## THE PROBLEM
Reproduce verbatim the lines of the material below, beginning at the line that contains "Target: green lawn" and stopping after the line that contains "xmin=5 ymin=114 xmax=250 ymax=248".

## THE DATA
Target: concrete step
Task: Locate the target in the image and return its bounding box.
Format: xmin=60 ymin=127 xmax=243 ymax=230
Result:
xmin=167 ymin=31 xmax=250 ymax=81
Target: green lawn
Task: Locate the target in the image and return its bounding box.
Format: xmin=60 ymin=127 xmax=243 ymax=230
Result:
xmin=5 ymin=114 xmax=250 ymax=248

--

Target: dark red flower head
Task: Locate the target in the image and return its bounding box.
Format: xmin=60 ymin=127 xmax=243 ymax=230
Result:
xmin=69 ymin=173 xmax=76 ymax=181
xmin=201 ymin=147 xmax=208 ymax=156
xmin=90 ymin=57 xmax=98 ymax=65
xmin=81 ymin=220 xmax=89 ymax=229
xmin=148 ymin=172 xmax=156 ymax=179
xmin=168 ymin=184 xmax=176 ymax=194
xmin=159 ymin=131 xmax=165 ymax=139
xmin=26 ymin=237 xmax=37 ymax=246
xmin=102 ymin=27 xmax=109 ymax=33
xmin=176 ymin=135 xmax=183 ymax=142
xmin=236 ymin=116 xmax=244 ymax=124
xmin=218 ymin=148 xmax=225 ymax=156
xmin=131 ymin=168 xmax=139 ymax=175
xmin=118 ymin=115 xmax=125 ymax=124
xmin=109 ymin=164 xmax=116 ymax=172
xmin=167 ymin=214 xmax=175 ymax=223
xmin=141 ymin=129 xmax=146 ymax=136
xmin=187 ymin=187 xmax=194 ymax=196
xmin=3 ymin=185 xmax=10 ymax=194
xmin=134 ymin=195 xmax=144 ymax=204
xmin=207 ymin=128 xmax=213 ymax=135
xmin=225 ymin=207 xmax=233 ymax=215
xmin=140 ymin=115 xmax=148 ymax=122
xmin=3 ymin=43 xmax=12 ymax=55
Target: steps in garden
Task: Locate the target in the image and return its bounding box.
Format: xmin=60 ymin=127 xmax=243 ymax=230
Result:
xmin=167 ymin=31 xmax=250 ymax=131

## TASK OUTPUT
Target: green lawn
Task: Locate the target in the image and return its bounding box.
Format: xmin=60 ymin=127 xmax=243 ymax=230
Result:
xmin=5 ymin=114 xmax=250 ymax=248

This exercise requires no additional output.